Problem
Please repeat the data exactly. Any picture in it stays out.

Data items
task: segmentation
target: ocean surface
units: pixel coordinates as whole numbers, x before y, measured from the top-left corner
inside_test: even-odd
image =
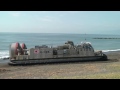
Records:
[[[25,43],[27,48],[35,45],[57,46],[71,40],[74,44],[90,42],[95,50],[103,52],[120,51],[120,39],[94,39],[94,38],[120,38],[120,35],[98,34],[59,34],[59,33],[0,33],[0,59],[9,57],[9,45],[19,42]]]

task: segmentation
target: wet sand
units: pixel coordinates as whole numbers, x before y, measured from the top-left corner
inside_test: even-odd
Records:
[[[120,78],[120,52],[106,53],[108,61],[9,66],[0,62],[0,79]]]

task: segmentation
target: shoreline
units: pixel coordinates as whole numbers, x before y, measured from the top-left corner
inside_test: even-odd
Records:
[[[118,54],[120,53],[120,50],[119,51],[108,51],[108,52],[103,52],[104,54]]]
[[[103,52],[103,53],[106,54],[106,55],[108,55],[109,57],[113,56],[112,54],[114,54],[114,55],[120,55],[120,51],[109,51],[109,52]],[[0,59],[0,64],[2,64],[2,63],[8,63],[8,62],[9,62],[9,57]]]
[[[120,78],[120,51],[106,55],[107,61],[27,66],[10,66],[7,64],[9,60],[1,60],[0,79]]]

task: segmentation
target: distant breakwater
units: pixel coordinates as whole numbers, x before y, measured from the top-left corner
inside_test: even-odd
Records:
[[[120,38],[93,38],[93,39],[120,39]]]

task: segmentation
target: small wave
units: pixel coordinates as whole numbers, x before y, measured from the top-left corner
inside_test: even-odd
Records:
[[[102,52],[111,52],[111,51],[120,51],[120,49],[115,49],[115,50],[102,50]]]
[[[9,57],[9,51],[0,51],[0,59],[8,58]]]

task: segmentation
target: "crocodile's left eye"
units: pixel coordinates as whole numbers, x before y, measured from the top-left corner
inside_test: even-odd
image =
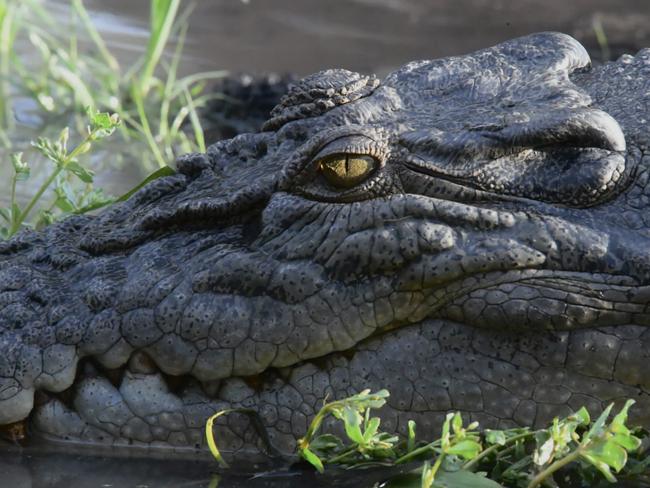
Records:
[[[338,153],[318,161],[318,169],[334,188],[352,188],[367,179],[379,166],[372,156]]]

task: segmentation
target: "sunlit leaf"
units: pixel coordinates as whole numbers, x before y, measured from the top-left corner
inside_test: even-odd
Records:
[[[603,411],[603,413],[600,414],[600,416],[592,424],[589,431],[582,437],[583,441],[589,440],[594,436],[602,435],[605,430],[605,425],[607,424],[607,419],[609,418],[609,414],[612,411],[613,407],[614,404],[610,403],[609,406]]]
[[[620,471],[627,462],[627,451],[609,440],[594,442],[583,455],[602,461],[616,471]]]
[[[151,173],[144,180],[142,180],[142,182],[140,182],[137,186],[135,186],[134,188],[132,188],[131,190],[126,192],[124,195],[118,197],[116,201],[125,202],[126,200],[128,200],[131,197],[131,195],[136,193],[138,190],[142,189],[145,185],[147,185],[151,181],[157,180],[158,178],[162,178],[164,176],[172,176],[172,175],[175,175],[175,174],[176,174],[176,171],[174,171],[173,168],[171,168],[169,166],[163,166],[162,168],[160,168],[160,169],[154,171],[153,173]]]
[[[411,452],[413,449],[415,449],[415,422],[413,420],[409,420],[407,423],[407,427],[408,427],[408,438],[407,438],[406,450],[408,452]]]
[[[584,454],[582,458],[594,466],[598,471],[600,471],[607,479],[607,481],[610,483],[616,483],[616,477],[612,474],[612,471],[609,469],[609,465],[607,463],[590,454]]]
[[[503,446],[506,443],[506,434],[502,430],[486,430],[485,441],[488,444]]]
[[[475,458],[481,452],[481,445],[476,441],[464,439],[452,444],[445,452],[446,454],[454,454],[469,460]]]
[[[350,406],[343,409],[343,421],[345,425],[345,433],[351,441],[357,444],[363,444],[363,434],[361,434],[361,416],[359,412]]]
[[[535,450],[533,454],[533,461],[538,466],[543,466],[548,463],[553,457],[553,452],[555,449],[555,441],[552,437],[546,439],[546,441]]]
[[[320,460],[316,454],[311,452],[309,448],[304,448],[300,450],[300,455],[307,461],[309,464],[314,466],[319,473],[323,473],[325,471],[325,467],[323,466],[323,462]]]
[[[634,400],[626,401],[625,405],[623,405],[623,408],[621,408],[621,411],[614,416],[612,422],[610,423],[610,428],[612,432],[619,433],[619,434],[630,433],[630,429],[628,429],[625,426],[625,422],[627,422],[628,411],[630,410],[630,407],[634,405],[634,403],[635,403]]]
[[[378,417],[371,418],[368,421],[368,427],[366,428],[365,432],[363,433],[363,442],[365,444],[370,442],[370,439],[372,439],[374,437],[374,435],[377,433],[377,430],[379,429],[379,424],[380,423],[381,423],[381,420],[379,420]]]

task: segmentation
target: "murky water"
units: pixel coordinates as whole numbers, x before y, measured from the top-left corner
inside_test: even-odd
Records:
[[[319,475],[308,466],[249,465],[218,472],[214,461],[22,449],[0,441],[2,488],[371,488],[413,467]]]
[[[148,15],[147,2],[90,5],[140,24]],[[198,69],[385,74],[413,59],[559,30],[599,58],[595,22],[613,55],[650,46],[647,0],[199,0],[187,53]]]
[[[142,53],[148,2],[86,3],[120,58]],[[49,5],[53,15],[65,19],[67,2],[50,0]],[[385,75],[412,59],[462,54],[542,30],[574,35],[595,60],[650,46],[648,0],[201,0],[190,25],[185,73],[304,75],[345,67]],[[597,40],[598,26],[606,43]],[[29,106],[19,106],[16,115],[21,124],[33,125]],[[100,172],[99,184],[119,194],[139,178],[128,165],[120,171],[109,166]],[[0,201],[4,190],[0,187]],[[324,478],[311,471],[218,477],[214,471],[212,462],[82,456],[0,444],[0,486],[8,488],[365,488],[386,477],[364,472]]]

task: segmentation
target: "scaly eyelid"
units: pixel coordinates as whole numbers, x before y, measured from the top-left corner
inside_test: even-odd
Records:
[[[328,142],[314,155],[312,162],[315,165],[321,161],[337,155],[370,156],[377,161],[377,169],[384,166],[388,150],[382,143],[362,135],[343,136]]]

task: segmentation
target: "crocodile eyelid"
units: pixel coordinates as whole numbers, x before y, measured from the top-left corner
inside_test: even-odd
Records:
[[[368,136],[355,134],[339,137],[321,146],[318,153],[316,153],[312,158],[312,161],[318,163],[319,161],[336,154],[354,154],[370,156],[375,159],[381,167],[388,158],[388,152],[388,148],[385,144],[377,142]]]

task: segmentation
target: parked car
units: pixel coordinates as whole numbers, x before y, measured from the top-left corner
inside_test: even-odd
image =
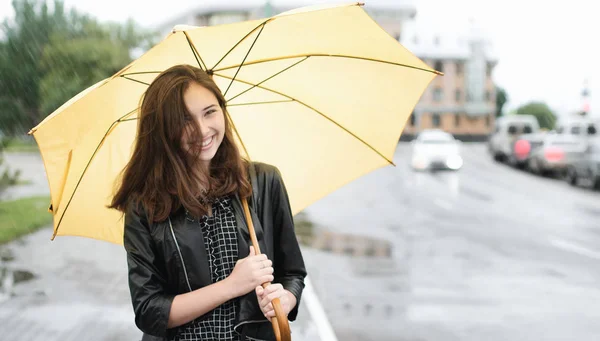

Task result
task: segmentation
target: ocean surface
units: pixel coordinates as whole numbers, x before y, measured from the top-left corner
inside_test: even-odd
image =
Records:
[[[25,43],[27,48],[35,45],[57,46],[71,40],[74,44],[90,42],[95,50],[103,52],[120,51],[120,39],[94,39],[94,38],[120,38],[120,35],[98,34],[59,34],[59,33],[0,33],[0,59],[9,57],[9,45],[19,42]]]

task: segmentation
target: wet sand
units: pixel coordinates as whole numbers, x before y, measured from the top-left corner
inside_test: even-odd
Records:
[[[120,78],[120,52],[106,53],[108,61],[9,66],[0,62],[0,79]]]

task: segmentation
target: shoreline
units: pixel coordinates as whole numbers, x before y, measured from the top-left corner
inside_test: even-odd
Records:
[[[118,54],[120,53],[120,50],[119,51],[108,51],[108,52],[103,52],[104,54]]]
[[[103,52],[103,53],[106,54],[106,55],[108,55],[109,57],[113,56],[112,54],[114,54],[114,55],[120,55],[120,51],[109,51],[109,52]],[[0,59],[0,64],[2,64],[2,63],[8,63],[8,62],[9,62],[9,57]]]
[[[120,78],[120,51],[106,55],[107,61],[27,66],[10,66],[7,64],[9,60],[1,60],[0,79]]]

task: segmentation
target: distant breakwater
units: pixel coordinates as whole numbers, x before y, measured from the top-left corner
inside_test: even-odd
Records:
[[[120,38],[93,38],[93,39],[120,39]]]

task: segmentation
target: small wave
units: pixel coordinates as whole numbers, x before y, measured from the top-left corner
inside_test: even-odd
Records:
[[[102,52],[111,52],[111,51],[120,51],[120,49],[115,49],[115,50],[102,50]]]
[[[9,57],[9,51],[0,51],[0,59],[8,58]]]

task: segmentation
target: "crocodile's left eye"
units: pixel coordinates as whole numbers, x before y, measured from the top-left corner
inside_test: even-odd
image =
Records:
[[[338,153],[318,161],[318,169],[334,188],[352,188],[367,179],[379,166],[372,156]]]

task: segmentation
target: "sunlit leaf"
units: pixel coordinates as whole numbers, x before y, measured from the top-left corner
inside_test: even-odd
Records:
[[[603,411],[603,413],[600,414],[600,416],[592,424],[589,431],[582,437],[583,441],[589,440],[594,436],[602,435],[605,430],[605,425],[607,424],[607,419],[609,418],[609,414],[612,411],[613,407],[614,404],[610,403],[609,406]]]
[[[620,471],[627,462],[627,451],[609,440],[594,442],[583,455],[602,461],[616,471]]]
[[[151,173],[144,180],[142,180],[142,182],[140,182],[137,186],[135,186],[134,188],[132,188],[131,190],[126,192],[124,195],[118,197],[116,201],[125,202],[126,200],[128,200],[131,197],[131,195],[136,193],[138,190],[142,189],[145,185],[147,185],[151,181],[157,180],[158,178],[162,178],[164,176],[172,176],[172,175],[175,175],[175,174],[176,174],[176,171],[174,171],[173,168],[171,168],[169,166],[163,166],[162,168],[160,168],[160,169],[154,171],[153,173]]]
[[[411,452],[413,449],[415,449],[415,422],[413,420],[409,420],[407,423],[407,427],[408,427],[408,438],[407,438],[406,450],[408,452]]]
[[[584,454],[582,458],[594,466],[598,471],[600,471],[607,479],[607,481],[610,483],[616,483],[616,477],[612,474],[612,471],[609,469],[609,465],[607,463],[590,454]]]
[[[503,446],[506,443],[506,434],[502,430],[486,430],[485,441],[488,444]]]
[[[475,458],[481,452],[481,445],[476,441],[464,439],[452,444],[445,452],[446,454],[454,454],[469,460]]]
[[[350,406],[343,409],[343,421],[345,425],[345,433],[351,441],[357,444],[363,444],[363,434],[361,434],[361,416],[359,412]]]
[[[535,450],[533,454],[533,461],[538,466],[543,466],[548,463],[553,457],[553,452],[555,449],[555,441],[552,437],[546,439],[546,441]]]
[[[320,460],[316,454],[311,452],[309,448],[304,448],[300,450],[300,455],[307,461],[309,464],[314,466],[319,473],[323,473],[325,471],[325,467],[323,466],[323,462]]]
[[[634,400],[626,401],[625,405],[623,405],[623,408],[621,408],[621,411],[614,416],[612,422],[610,423],[610,428],[612,432],[619,433],[619,434],[630,433],[630,429],[628,429],[625,426],[625,422],[627,422],[628,411],[630,410],[630,407],[634,405],[634,403],[635,403]]]
[[[378,417],[371,418],[368,421],[368,427],[366,428],[365,432],[363,433],[363,442],[365,444],[370,442],[370,439],[372,439],[374,437],[374,435],[377,433],[377,430],[379,429],[379,424],[380,423],[381,423],[381,420],[379,420]]]

task: segmentation
target: "murky water"
units: pixel coordinates as whole numbers, x before y, measured from the top-left corner
inside_test: even-odd
Records:
[[[319,475],[308,466],[249,465],[218,472],[214,461],[22,449],[0,441],[2,488],[371,488],[413,467]]]
[[[148,15],[147,2],[90,5],[140,24]],[[198,69],[385,74],[413,59],[559,30],[599,58],[595,22],[613,55],[650,46],[647,0],[199,0],[187,53]]]
[[[142,53],[148,2],[86,3],[120,58]],[[49,5],[53,15],[65,19],[67,2],[50,0]],[[385,75],[412,59],[462,54],[542,30],[574,35],[595,60],[650,46],[648,0],[201,0],[190,25],[185,73],[304,75],[345,67]],[[597,40],[598,26],[606,43]],[[29,106],[19,106],[16,115],[21,124],[33,125]],[[100,172],[99,184],[119,194],[139,178],[128,165],[120,171],[109,166]],[[0,201],[4,190],[0,187]],[[324,478],[311,471],[218,477],[214,471],[212,462],[82,456],[0,444],[0,486],[8,488],[365,488],[386,477],[364,472]]]

task: segmentation
target: "scaly eyelid"
units: pixel coordinates as whole numbers, x before y, measured from the top-left corner
inside_test: even-odd
Records:
[[[328,142],[314,155],[312,162],[315,165],[321,161],[337,155],[370,156],[377,161],[377,169],[384,166],[388,150],[382,143],[362,135],[343,136]]]

task: segmentation
target: "crocodile eyelid"
units: pixel coordinates as whole numbers, x before y, measured from the top-left corner
inside_test: even-odd
Records:
[[[368,136],[355,134],[339,137],[321,146],[318,153],[316,153],[312,158],[312,161],[318,163],[319,161],[336,154],[354,154],[370,156],[375,159],[381,167],[388,158],[388,152],[388,148],[385,144],[377,142]]]

task: segmentation
target: parked car
units: pixel coordinates as whole numbers, x before y, measured from the top-left corner
inside_test: even-odd
image =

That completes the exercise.